Market Insight: The Information Cascade of College Saturday
On a typical college football Saturday, there are 60+ FBS games. The sheer volume overwhelms the market's ability to price every game sharply. Games kicking off at noon Eastern receive less attention than prime-time games, and games involving Group of 5 teams in lesser time slots may have lines that are soft enough to exploit with a competent model. The optimal strategy for a college bettor is to focus on these lower-profile games where the information edge is largest, rather than competing with the sharp market on high-profile matchups.
20.6 Chapter Summary
This chapter developed the quantitative framework for modeling college sports, addressing the unique challenges that distinguish this domain from professional sports modeling.
Key Concepts
Large Team Pools require power rating systems that can handle 130+ teams with sparse head-to-head data. The margin-based least-squares approach, augmented with conference regression priors and margin capping, provides a practical and effective solution. Early-season ratings rely heavily on preseason priors (recruiting, coaching, returning production), while late-season ratings are primarily data-driven.
Coaching Changes are among the most impactful events in college sports. The average Year-1 coaching change produces a decline of 1.5--2.5 points in power rating, but the variance is large. Scheme changes, coaching quality, and transfer portal activity all modulate the effect. A disciplined model accounts for coaching changes explicitly rather than letting them appear as unexplained noise.
Recruiting Data is the most powerful long-term predictor of college team performance. The blue-chip ratio (percentage of 4-star and 5-star recruits on the roster) sets a ceiling on program potential. Lag-weighted recruiting composites, emphasizing classes from 2--3 years prior, provide the strongest predictive signal. Integrating recruiting with on-field performance in a Bayesian framework yields ratings that are more stable and more accurate than either source alone.
Conference Strength is the most contentious measurement in college sports. Cross-conference games provide the only direct evidence for inter-conference comparisons, but these games are noisy, often mismatched, and played early in the season. Conference power ratings, computed as trimmed means of team-level ratings with cross-conference calibration, provide the best available assessment.
Market Inefficiencies in college sports are more numerous and more exploitable than in professional markets. Public bias toward big-name programs, overnight line value, bowl game angles, and early-season uncertainty all provide edges for the quantitative bettor. The key structural advantage is the massive number of games, which overwhelms the market's ability to price every matchup sharply.

■ ■ ■ ■ ■ ■ ■

### SHORT PROBLEM
Continue the chapter summary on modeling college sports from its last sentence. The listing that comes next is from a separate source.

■ ■ ■ ■ ■ ■ ■

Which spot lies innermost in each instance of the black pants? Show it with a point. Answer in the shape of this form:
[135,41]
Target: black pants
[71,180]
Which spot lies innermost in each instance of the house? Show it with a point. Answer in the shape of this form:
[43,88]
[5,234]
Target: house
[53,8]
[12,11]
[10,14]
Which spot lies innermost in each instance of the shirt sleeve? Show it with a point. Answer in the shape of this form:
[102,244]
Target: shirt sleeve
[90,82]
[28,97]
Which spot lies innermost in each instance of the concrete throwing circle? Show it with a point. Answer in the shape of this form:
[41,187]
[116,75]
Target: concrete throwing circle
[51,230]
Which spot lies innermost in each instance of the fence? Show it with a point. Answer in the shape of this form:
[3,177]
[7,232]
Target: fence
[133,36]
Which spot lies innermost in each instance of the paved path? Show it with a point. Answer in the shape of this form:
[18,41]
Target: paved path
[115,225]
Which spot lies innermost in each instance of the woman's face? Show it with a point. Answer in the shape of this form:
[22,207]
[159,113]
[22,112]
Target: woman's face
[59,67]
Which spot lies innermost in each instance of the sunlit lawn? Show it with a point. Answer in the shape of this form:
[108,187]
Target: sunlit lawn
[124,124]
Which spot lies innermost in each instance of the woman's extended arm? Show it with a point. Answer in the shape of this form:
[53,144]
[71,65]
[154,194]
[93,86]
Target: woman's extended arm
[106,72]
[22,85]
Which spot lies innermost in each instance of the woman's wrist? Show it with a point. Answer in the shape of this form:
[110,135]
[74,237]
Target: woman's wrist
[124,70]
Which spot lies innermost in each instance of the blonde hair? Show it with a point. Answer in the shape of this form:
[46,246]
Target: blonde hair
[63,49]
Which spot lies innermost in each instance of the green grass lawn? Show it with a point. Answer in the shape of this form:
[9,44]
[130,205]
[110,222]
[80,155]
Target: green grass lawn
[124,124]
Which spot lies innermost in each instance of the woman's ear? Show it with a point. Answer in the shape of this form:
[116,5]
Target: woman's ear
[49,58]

■ ■ ■ ■ ■ ■ ■

### REPLY TO THE TASK
Key Formulas
Margin-based power rating prediction:
$$E[\text{margin}_{ij}] = r_i - r_j + h \cdot \mathbf{1}_{\text{home}}$$
Bayesian regression to conference mean:
$$r_i^{\text{post}} = \frac{\sigma_{\text{data}}^2 \cdot \mu_c + n \cdot \sigma_c^2 \cdot \hat{r}_i}{\sigma_{\text{data}}^2 + n \cdot \sigma_c^2}$$
Lag-weighted recruiting composite:
$$\text{Talent}_t = \sum_{k=0}^{4} w_k \cdot R_{t-k}$$
Spread to win probability conversion:
$$P(\text{win}) = \frac{1}{1 + e^{-\text{spread}/(0.55 \cdot \sigma)}}$$
where $\sigma \approx 14$ points for college football and $\sigma \approx 11$ points for the NFL.
Practical Guidelines
-
Start with recruiting, layer on performance: Preseason ratings built from 4-year recruiting composites provide a stable base. Layer current-season results on top as they accumulate, but never completely abandon the recruiting prior---even at season's end, recruiting explains significant variance.
-
Cap margins aggressively: In college sports, blowouts are common and uninformative. A 45-point victory over an FCS opponent tells you almost nothing about the winning team's actual quality. Cap margins at 24--28 points to prevent these games from distorting your ratings.
-
Respect conference structure: Use conference regression priors in your power ratings, especially early in the season. A 3--0 Sun Belt team is not equivalent to a 3--0 SEC team, even if their margin-of-victory statistics are similar.
-
Track coaching changes explicitly: Maintain a database of coaching changes with metadata (scheme change, coaching quality, portal activity). Apply systematic adjustments rather than letting your model treat a coaching change team like any other.
-
Fish in shallow waters: Focus your betting on lower-profile games where the market is softest. A 2% edge on a Tuesday MACtion game is more exploitable than a 2% edge on an SEC on CBS headliner, because the latter line is priced much more sharply.
-
Monitor the transfer portal: In the modern era, the portal is as important as recruiting for Year-1 roster assessment. Track portal additions and departures, especially at positions of need, to update your preseason ratings.
Looking Ahead
Part IV has now covered sport-specific modeling for the major betting sports. The principles developed across these chapters---Poisson models for low-scoring sports, margin-based ratings for point-spread markets, domain-specific features like xG and recruiting, and market structure analysis---form the foundation for the more advanced techniques in Parts V and VI, where we introduce machine learning, live betting models, and portfolio-level bet management. The bettor who has mastered the fundamentals of sport-specific modeling is now ready to add computational power to their analytical framework.
Review Questions
-
Why does the sparsity of cross-conference play in college football create problems for power rating systems, and how does regression to the conference mean address this issue?
-
Describe the typical trajectory of a coaching change impact over Years 1--3. What factors determine whether Year 1 will be better or worse than the average decline?
-
What is the blue-chip ratio, and why does it function more as a ceiling estimator than a floor estimator for team performance?
-
Explain the lag structure of recruiting data as a predictive feature. Why is the class signed 2--3 years ago more predictive of current-season performance than the class signed in the current year?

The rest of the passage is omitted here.